#### What you have to do:
Copy all of the following data line for line with no changes, and leave out the pictures.

--- BEGIN Record excerpts ---

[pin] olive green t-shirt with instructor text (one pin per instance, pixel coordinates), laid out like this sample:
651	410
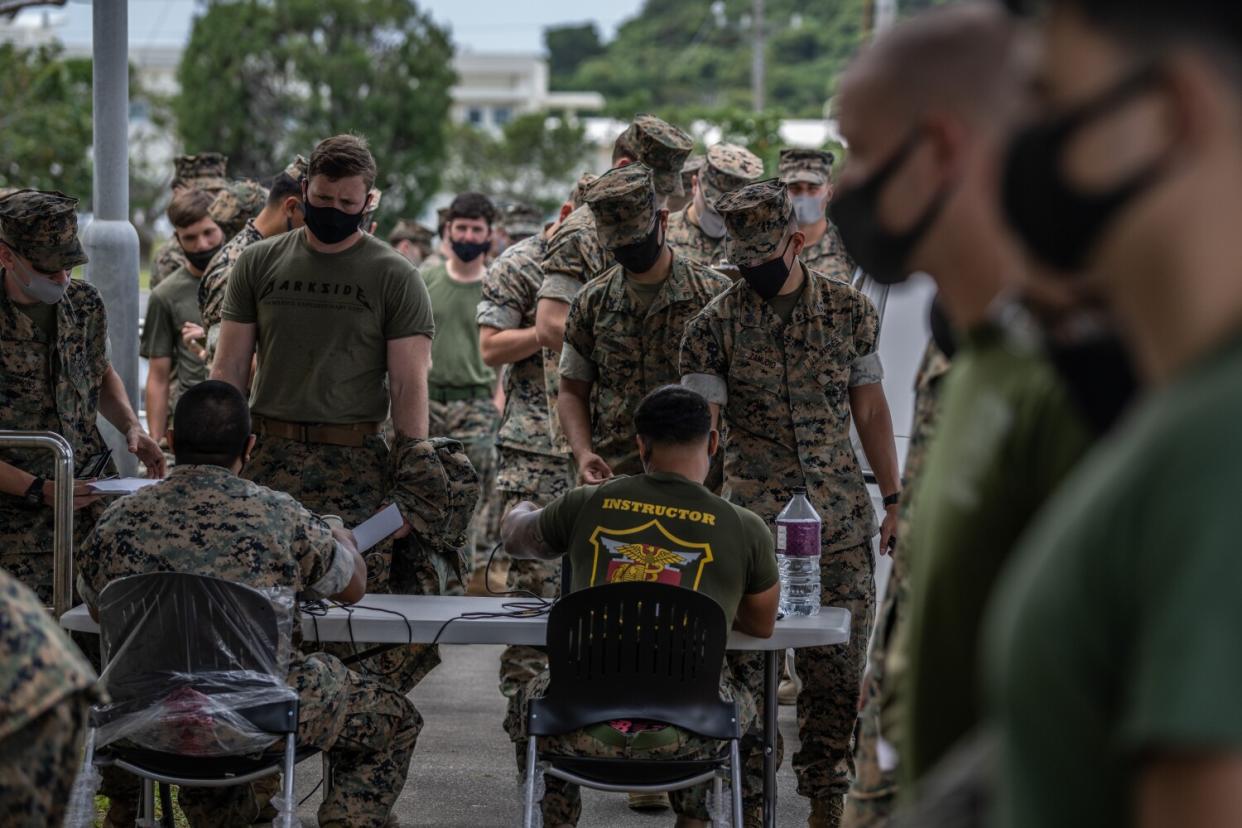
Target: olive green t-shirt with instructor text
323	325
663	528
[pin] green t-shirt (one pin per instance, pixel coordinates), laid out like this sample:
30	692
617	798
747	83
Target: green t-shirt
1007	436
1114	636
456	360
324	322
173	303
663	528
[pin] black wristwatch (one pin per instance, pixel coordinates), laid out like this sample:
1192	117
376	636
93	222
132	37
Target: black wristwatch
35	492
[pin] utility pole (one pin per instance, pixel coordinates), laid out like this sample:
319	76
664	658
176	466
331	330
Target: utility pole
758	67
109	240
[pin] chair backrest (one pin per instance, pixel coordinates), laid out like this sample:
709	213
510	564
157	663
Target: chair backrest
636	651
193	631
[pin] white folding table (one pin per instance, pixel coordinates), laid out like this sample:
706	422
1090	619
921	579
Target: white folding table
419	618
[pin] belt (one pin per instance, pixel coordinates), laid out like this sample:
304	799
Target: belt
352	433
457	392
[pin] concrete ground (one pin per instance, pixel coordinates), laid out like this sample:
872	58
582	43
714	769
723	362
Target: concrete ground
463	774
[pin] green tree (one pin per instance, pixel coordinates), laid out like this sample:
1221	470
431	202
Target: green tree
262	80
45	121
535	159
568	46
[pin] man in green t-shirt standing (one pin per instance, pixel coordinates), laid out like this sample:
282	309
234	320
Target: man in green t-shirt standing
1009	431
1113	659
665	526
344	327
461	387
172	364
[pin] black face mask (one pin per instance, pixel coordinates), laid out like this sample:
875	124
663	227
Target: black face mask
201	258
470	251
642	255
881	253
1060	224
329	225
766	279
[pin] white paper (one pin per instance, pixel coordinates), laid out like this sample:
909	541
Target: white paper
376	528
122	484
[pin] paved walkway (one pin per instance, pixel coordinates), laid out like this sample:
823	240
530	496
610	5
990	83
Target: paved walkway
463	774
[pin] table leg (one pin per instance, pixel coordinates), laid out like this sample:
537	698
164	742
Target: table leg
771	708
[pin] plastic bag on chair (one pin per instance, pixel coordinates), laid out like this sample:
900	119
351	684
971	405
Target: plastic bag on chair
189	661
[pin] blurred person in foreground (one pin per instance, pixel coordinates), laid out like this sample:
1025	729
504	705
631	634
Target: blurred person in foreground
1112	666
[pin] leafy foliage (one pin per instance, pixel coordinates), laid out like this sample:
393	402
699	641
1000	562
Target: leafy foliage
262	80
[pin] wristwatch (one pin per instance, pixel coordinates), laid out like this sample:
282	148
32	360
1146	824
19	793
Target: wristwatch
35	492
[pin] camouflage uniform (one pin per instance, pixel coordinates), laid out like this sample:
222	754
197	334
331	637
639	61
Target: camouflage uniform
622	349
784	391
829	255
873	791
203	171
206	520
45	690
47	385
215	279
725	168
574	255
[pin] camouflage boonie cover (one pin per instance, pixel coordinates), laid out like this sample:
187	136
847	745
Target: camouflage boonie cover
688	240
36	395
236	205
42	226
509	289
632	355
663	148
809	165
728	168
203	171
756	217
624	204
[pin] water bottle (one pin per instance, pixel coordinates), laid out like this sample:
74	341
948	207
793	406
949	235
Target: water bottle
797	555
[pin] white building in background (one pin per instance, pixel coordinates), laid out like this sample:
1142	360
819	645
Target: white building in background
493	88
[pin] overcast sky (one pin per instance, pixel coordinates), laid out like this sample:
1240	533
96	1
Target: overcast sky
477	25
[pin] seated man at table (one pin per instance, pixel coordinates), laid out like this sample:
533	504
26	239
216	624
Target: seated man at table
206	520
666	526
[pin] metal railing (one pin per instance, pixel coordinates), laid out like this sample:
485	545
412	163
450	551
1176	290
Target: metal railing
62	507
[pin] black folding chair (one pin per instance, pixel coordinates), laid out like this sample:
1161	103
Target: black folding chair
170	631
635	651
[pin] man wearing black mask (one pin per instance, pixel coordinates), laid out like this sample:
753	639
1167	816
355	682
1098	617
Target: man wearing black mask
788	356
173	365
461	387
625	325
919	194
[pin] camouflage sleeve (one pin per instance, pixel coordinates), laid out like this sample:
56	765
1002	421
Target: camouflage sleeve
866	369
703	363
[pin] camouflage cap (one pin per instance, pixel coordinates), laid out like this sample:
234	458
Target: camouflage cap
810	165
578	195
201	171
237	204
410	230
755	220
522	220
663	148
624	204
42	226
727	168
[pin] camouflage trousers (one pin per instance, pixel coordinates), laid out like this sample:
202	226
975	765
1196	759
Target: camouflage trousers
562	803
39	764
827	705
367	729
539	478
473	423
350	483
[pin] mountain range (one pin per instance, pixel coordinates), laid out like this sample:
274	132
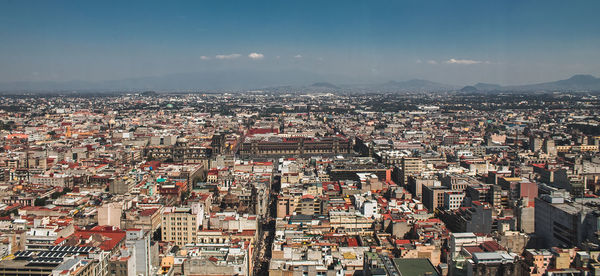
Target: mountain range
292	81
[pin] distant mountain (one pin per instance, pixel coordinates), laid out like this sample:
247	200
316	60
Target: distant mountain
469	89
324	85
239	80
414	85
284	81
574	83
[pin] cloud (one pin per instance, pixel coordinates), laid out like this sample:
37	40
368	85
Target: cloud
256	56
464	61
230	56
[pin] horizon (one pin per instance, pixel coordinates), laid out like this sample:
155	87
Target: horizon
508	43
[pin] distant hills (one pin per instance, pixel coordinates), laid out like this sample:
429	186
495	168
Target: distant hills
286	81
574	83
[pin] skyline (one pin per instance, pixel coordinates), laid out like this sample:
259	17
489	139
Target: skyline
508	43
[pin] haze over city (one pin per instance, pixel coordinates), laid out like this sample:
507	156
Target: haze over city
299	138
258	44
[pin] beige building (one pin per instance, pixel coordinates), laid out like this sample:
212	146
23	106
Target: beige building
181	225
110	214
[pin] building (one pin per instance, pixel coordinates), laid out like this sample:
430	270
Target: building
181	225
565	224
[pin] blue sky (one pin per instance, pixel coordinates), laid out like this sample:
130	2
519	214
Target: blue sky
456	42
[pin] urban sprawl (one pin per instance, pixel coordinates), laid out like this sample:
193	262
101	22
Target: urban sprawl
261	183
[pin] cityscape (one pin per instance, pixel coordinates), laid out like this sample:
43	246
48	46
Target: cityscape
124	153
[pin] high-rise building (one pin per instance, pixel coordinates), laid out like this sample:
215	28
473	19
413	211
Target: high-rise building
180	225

--- END Record excerpts ---

#### The completed task:
[pin] olive green t-shirt with instructor text (one pin per instance, pixel coordinates), laid out like this sample:
651	410
Target: olive green t-shirt with instructor text
323	325
663	528
[pin] green t-shirt (one pin per instance, pixel coordinates), laid out like this sample:
30	692
617	798
747	83
Target: green t-shirt
1007	436
1114	636
456	360
324	322
173	303
663	528
[pin] black wristwatch (one pin per instance, pixel coordinates), laid out like this sample:
1192	117
376	636
93	222
132	37
Target: black wristwatch
35	492
[pin] utility pole (one pin per instance, pixel coordinates), laid out like this sample:
319	76
664	658
176	466
331	330
Target: utility pole
758	67
109	240
[pin] chair backrest (one pin per instance, pixel coordinates), laid out like this sample:
709	213
510	564
157	663
Target: chair backrest
636	651
193	631
[pin] white folding table (one pin per instance, pixel coordinates), laid out like this sample:
706	422
1090	619
921	579
Target: white folding table
419	618
[pin] belt (one pin per instance, pixel coordinates), laid out like this sample:
304	799
Target: belt
352	433
457	392
[pin] concrete ground (one pin per instance, pixel coordinates), laid out like this sample:
872	58
582	43
714	769
723	362
Target: concrete ground
463	774
[pin] green tree (one pin per instance, pixel coordinates), laid out like this sample:
1221	470
431	202
Target: green tree
262	80
45	121
535	159
568	46
[pin] man in green t-shirt standing (one pin per instance, pixel coordinates), laid out like this sample:
282	309
234	320
Target: man in green t-shirt standing
1009	431
1113	659
665	526
344	327
461	387
172	364
[pin] black face mask (one pin per instance, pixel coordinates), laid out like this sample:
875	124
663	227
Target: black face mask
201	258
470	251
642	255
881	253
1060	224
329	225
766	279
[pin] white paper (one pin per instance, pixel coordinates), laid out like this sample:
909	541
Target: white paper
376	528
122	484
[pin] paved walkway (one pin per instance, pixel coordinates), laid out like this sample:
823	240
530	496
610	5
990	83
Target: paved walkway
463	774
[pin] table leg (one pin per instance, pixel coordinates), laid out like this sample:
537	698
164	742
Target: table leg
771	708
[pin] plastic bag on chair (one pin per instance, pixel coordinates), laid out like this sample:
900	119
351	684
971	405
Target: plastic bag on chair
189	661
[pin] blurred person in foreground (one pin per instance, pixel coordinates), laid out like this sample:
1025	729
504	705
631	634
Target: blurred person in foreground
1112	666
[pin] leafy foliage (one pin per instance, pixel coordinates), laid out like this sample:
393	402
699	641
1000	562
Target: leafy foliage
262	80
[pin] wristwatch (one pin per instance, pixel coordinates), laid out like this sample:
282	148
32	360
1146	824
19	793
Target: wristwatch
35	492
[pin] camouflage uniform (one pin per instance, pixel coordinates), laid out like this sample:
222	754
197	334
331	637
639	61
Target: camouflage uniform
622	349
784	391
829	255
873	791
203	171
206	520
45	690
47	385
215	279
725	168
574	255
[pin] camouflage boonie cover (one pin per instance, pixel coordinates), laid out like this sample:
187	136
847	745
Target: camouflage boonie cover
688	240
36	395
236	205
42	226
509	289
632	355
663	148
809	165
728	168
203	171
756	217
624	204
[pin] water bottle (one pin per instance, pixel coordinates), laid out like this sample:
74	341
948	207
793	406
949	235
Target: water bottle
797	555
[pin] white building in background (one pin per instance, pixel coordinates), laid out like this sample:
1142	360
819	645
Target: white building in background
493	88
[pin] overcast sky (one pin per instance, pixel coordinates), laid out like this sample:
1240	533
96	1
Target: overcast sky
477	25
[pin] seated man at table (one pin per instance, pixel coordinates), laid out like this sample:
533	504
26	239
216	624
Target: seated man at table
206	520
666	526
[pin] metal railing (one pin per instance, pixel coordinates), laid out like this sample:
485	545
412	163
450	551
1176	290
Target: metal railing
62	507
[pin] black folding chair (one pin per instance, pixel coordinates), laid out like this sample:
1161	103
Target: black folding chair
170	631
635	651
[pin] man wearing black mask (one pin per instance, pixel coordinates), laid out like this sample:
753	639
1167	816
355	682
1098	617
Target: man wearing black mask
788	356
173	365
461	387
625	325
919	194
[pin] camouflage sleeve (one pin per instance, pixel coordinates), laid out like this sample:
56	765
1002	421
Target: camouflage sleeve
866	369
703	363
[pin] camouflage cap (one pin per instance, pixel coordinates), laid out like this sample:
234	458
Target: camouflage cap
810	165
578	195
201	171
237	204
410	230
755	220
522	220
663	148
624	204
42	226
727	168
[pin] camouflage trousers (one pin per instance, pixel coordinates), laid out like this sample:
202	226
975	765
1196	759
Target: camouflage trousers
562	803
39	764
827	705
367	729
539	478
473	423
350	483
[pin] mountain range (one pin per instance, pixel coordinates), laid out like this sample:
274	132
Target: mountain range
292	81
[pin] distant mountain (one pin per instance, pixel coordinates), laid out like this sample:
247	200
316	60
Target: distant mountain
469	89
324	85
239	80
414	85
284	81
574	83
[pin] cloud (one pin per instance, pixel coordinates), laid out like this sample:
37	40
368	85
Target: cloud
256	56
464	61
230	56
[pin] horizon (one pin per instance, pixel coordinates), laid out like this sample:
155	87
Target: horizon
508	43
[pin] distant hills (one pin per instance, pixel coordinates), laid out like this sample:
429	186
495	168
Target: distant hills
286	81
574	83
[pin] skyline (one pin per instance, pixel coordinates), laid out like this sample:
259	17
489	139
Target: skyline
508	43
[pin] haze over city (one pin per instance, pixel coordinates), laid out like this sample:
507	156
Target: haze over city
299	138
258	44
[pin] beige building (one pin per instance, pixel coordinates), laid out like this sample:
212	146
23	106
Target: beige building
181	225
110	214
[pin] building (one pin per instance, pixel coordinates), laid out like this sample:
430	270
Target: building
181	225
565	224
[pin] blue sky (one pin per instance, pixel coordinates), laid out like this sample:
130	2
519	214
Target: blue sky
456	42
[pin] urban sprawl (one pin per instance, pixel coordinates), laid out like this sample:
193	262
101	22
Target: urban sprawl
261	183
[pin] cityscape (one pin per instance, pixel coordinates), laid out like this sample:
43	246
48	46
Target: cityscape
124	153
[pin] high-rise building (one pin per instance, pixel coordinates), laid out like this sample:
215	28
473	19
413	211
Target: high-rise building
180	225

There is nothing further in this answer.